*Passage*.
A Grails Plugin for Sharding
Background
A while back Rob Woollam and I began a project to build a scalable web application for RezzMap. We evaluated various technologies and decided on the Grails Framework because of it’s ability to quickly make progress. Having built several scalable applications in the past I knew that building a system the scales horizontally would allow for easy growth in the future. Given that and my use of database sharding in the past we started looking at how we would approach that in Grails. At first we found little on the subject beyond a conversation that discussed using Hibernate Shards within Grails. In this thread the was reference to a blog post by Lee Butts that showed how to use a “switchable datasource” (an implementation of Spring’s AbstractRoutingDataSource) to change the connection of a datasource on the fly. So we took this blog posting and built a plugin that allows us to have shards of data within Grails based on a user account. I have since pulled most of this logic out into a plugin that we are sharing with the Grails community. Over time we will integrate the more advanced features of our internal plugin but I wanted to get a more basic version out there for feedback before complicating the plugin.
Shard Selection and Resolution
There are a couple of high level notes about the implementation before getting into installation and configuration of the plugin. Typically when talking about database sharding there are a couple of decisions an implementation needs to make:
- How do we assign a shard to a new object? (Shard Selection)
- How do we resolve the shard that a current object lives in? (Shard Resolution)
The choices we made for our plugin are to use what we call an Index database that holds a minimum of two tables. One which the plugin creates is called which contains a record for every shard in the system along with a capacity and usage field. This table is queried every time a new object, in our case User, is created within the system. We assign the new object to the shard with the lowest usage to capacity ratio. This allows for shards to be located on different types of hardware that should take a smaller or larger number of objects. The other table is supplied by the application using the plugin and provides a mapping of the object to the shard to be used. Then whenever a request begins for an object the application should query this table and retrieve the shard to use and then pass that to the plugin to switch to that database.

*Activity list*.
[1] Name every framework, library, or class that the sharding article identifies by a proper name.
[2] Decide whether each statement agrees with the sharding article, answering yes or no and quoting the words that settle it: (a) A new object is assigned to the shard with the highest usage to capacity ratio. (b) The table that maps an object to its shard is supplied by the application using the plugin. (c) The Index database holds at least two tables.
[3] Write the next part of the sharding article, picking up after its last sentence.
The items are separate material with no connection to the sharding article.

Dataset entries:
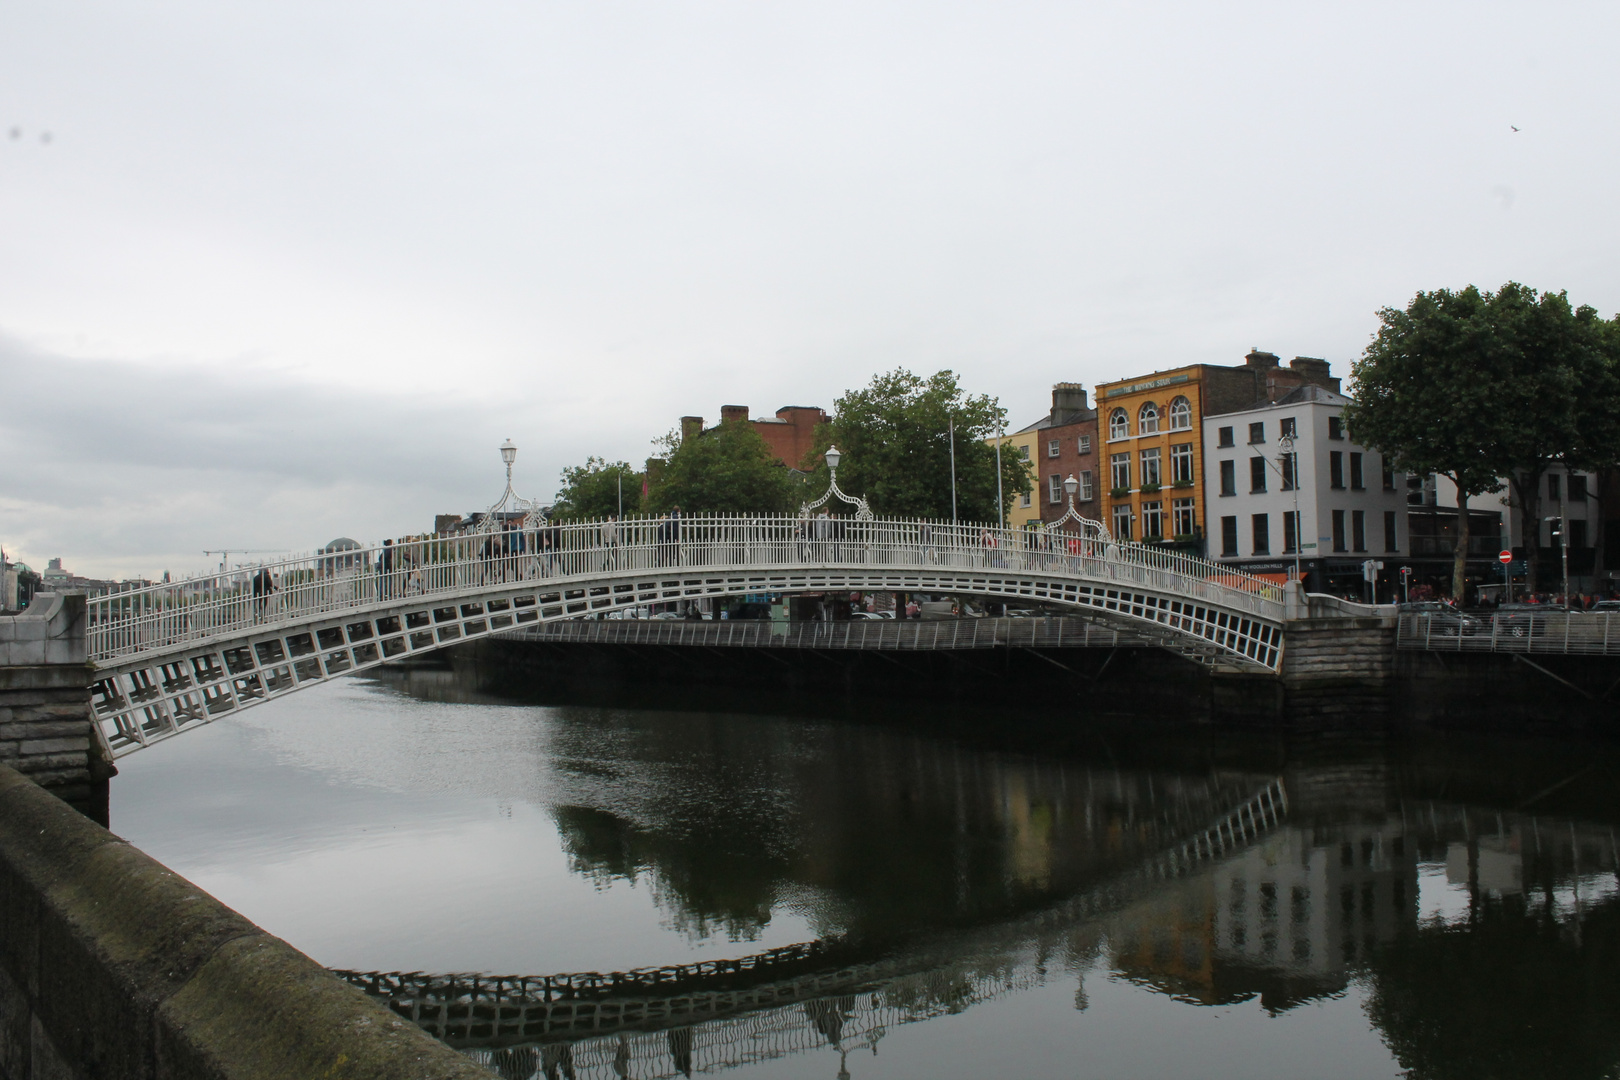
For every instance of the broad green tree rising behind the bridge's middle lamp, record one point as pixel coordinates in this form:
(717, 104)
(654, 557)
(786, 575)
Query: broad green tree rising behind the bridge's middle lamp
(897, 443)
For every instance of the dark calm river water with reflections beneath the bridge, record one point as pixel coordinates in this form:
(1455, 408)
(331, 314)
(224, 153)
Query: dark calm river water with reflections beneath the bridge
(910, 898)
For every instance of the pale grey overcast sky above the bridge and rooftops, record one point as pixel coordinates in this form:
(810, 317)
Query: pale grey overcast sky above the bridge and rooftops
(276, 273)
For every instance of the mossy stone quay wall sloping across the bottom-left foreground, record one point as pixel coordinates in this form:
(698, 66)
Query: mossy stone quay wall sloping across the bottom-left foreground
(114, 966)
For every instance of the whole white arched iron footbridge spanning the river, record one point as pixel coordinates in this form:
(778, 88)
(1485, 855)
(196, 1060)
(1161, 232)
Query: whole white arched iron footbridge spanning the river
(181, 655)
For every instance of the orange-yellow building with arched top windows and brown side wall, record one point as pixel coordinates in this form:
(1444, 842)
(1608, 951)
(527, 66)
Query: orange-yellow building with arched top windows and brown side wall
(1153, 441)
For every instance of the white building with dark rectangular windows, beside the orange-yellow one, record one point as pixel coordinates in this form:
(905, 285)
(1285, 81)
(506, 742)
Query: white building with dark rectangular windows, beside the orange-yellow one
(1350, 511)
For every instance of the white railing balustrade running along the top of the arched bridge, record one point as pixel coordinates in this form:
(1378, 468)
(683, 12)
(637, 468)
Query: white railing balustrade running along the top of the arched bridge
(315, 585)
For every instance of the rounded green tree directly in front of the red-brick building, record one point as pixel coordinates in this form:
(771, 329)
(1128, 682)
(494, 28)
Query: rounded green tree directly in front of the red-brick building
(723, 470)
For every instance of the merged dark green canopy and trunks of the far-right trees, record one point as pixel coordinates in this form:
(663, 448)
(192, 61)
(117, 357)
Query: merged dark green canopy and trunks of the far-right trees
(1480, 386)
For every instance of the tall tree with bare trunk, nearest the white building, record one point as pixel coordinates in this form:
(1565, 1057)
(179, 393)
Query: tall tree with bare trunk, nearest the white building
(1428, 398)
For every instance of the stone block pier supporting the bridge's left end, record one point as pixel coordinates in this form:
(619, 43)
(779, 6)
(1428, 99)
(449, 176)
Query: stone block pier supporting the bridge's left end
(48, 731)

*Replies*.
[1] Grails Framework, Hibernate Shards, Spring's AbstractRoutingDataSource

[2]
(a) No: "We assign the new object to the shard with the lowest usage to capacity ratio."
(b) Yes: "The other table is supplied by the application using the plugin and provides a mapping of the object to the shard to be used."
(c) Yes: "an Index database that holds a minimum of two tables"

[3]
Using the Sharding plugin
Start by creating a new Grails application with the Sharding plugin (now at version 0.1), assuming Grails 1.2.1 is installed somewhere :
grails create-app ShardingExample
cd ShardingExample
grails install-plugin sharding
Next lte’s need to create a couple of domain classes:
grails create-domain-class UserIndex
grails create-domain-class Comment
Create some simple properties for the domain objects:
grails-app/domain/UserIndex.groovy
class UserIndex {
String userName
String shard
static constraints = {
}
}
grails-app/domain/Comment.groovy
class Comment {
Integer userIndexId
String comment
static constraints = {
}
}
As you can see UserIndex associates a userName with a shard, this allows the application to identify the owning shard for a given user and then switch to that shard. The Comment object is just a sample piece of data we might store with a user. The next thing to do is create a definition of the databases that will hold the applications data. For this example there will be three databases an Index database and two Shard databases. When using the plugin there must be exactly one Index database and as many Shard databases as necessary. Here is the configuration file used to define the databases (obviously you may need to change your connection settings):
grails-app/conf/Shards.groovy:
index = {
domainClass('UserIndex')
shardNameFieldName('shard')
name('shardINDEX')
user('root')
password('PASSWORD')
driverClass('com.mysql.jdbc.Driver')
jdbcUrl('jdbc:mysql://localhost:3306/shardINDEX')
dialect(org.hibernate.dialect.MySQL5InnoDBDialect)
}
shards = {
shard_01 {
name('shard1001')
user('root')
password('PASSWORD')
driverClass('com.mysql.jdbc.Driver')
capacity(1000)
jdbcUrl('jdbc:mysql://localhost:3306/shard1001')
}
shard_02 {
name('shard1002')
user('root')
password('PASSWORD')
driverClass('com.mysql.jdbc.Driver')
capacity(1000)
jdbcUrl('jdbc:mysql://localhost:3306/shard1002')
}
}
Next create the three schema’s in the database (in this example we are using MySQL):
create schema shardINDEX;
create schema shard1001;
create schema shard1002;
Add a dependancy for the database driver you are using to grails-app/conf/BuildConfig.groovy dependencies section (in this case MySql):
dependencies {
runtime 'mysql:mysql-connector-java:5.1.5'
}
Now create the default templates for both UserIndex and Comment:
grails generate-all UserIndex
grails generate-all Comment
Add the following closures to grails-app/controllers/UserIndexController.groovy (poor man’s login but you get the idea):
def login = {
session.userName = params.userName
render "User logged in."
}
def logout = {
session.userName = null
render "User logged out"
}
And modify the grails-app.controllers/controllers/CommentController.groovy (this will make use of the “logged in” users name and switch to the appropriate shard):
import UserIndex
class CommentController {
def shardService
static allowedMethods = [save: "POST", update: "POST", delete: "POST"]
def index = {
redirect(action: "list", params: params)
}
def list = {
def user = UserIndex.findByUserName(session.userName)
shardService.changeByObject(user)
params.max = Math.min(params.max ? params.int('max') : 10, 100)
[commentInstanceList: Comment.list(params), commentInstanceTotal: Comment.count()]
}
def create = {
def user = UserIndex.findByUserName(session.userName)
shardService.changeByObject(user)
def commentInstance = new Comment()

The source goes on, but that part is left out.